What is required:
Everything in the records must be restated exactly, apart from the pictures.

[Records for processing — start]

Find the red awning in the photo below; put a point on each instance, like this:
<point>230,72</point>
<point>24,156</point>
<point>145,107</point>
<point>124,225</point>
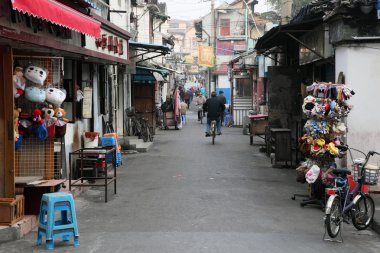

[Records for processing — finish]

Task solution:
Find the red awning in the photo below; put a point on each instance, like this:
<point>230,72</point>
<point>24,156</point>
<point>145,107</point>
<point>124,225</point>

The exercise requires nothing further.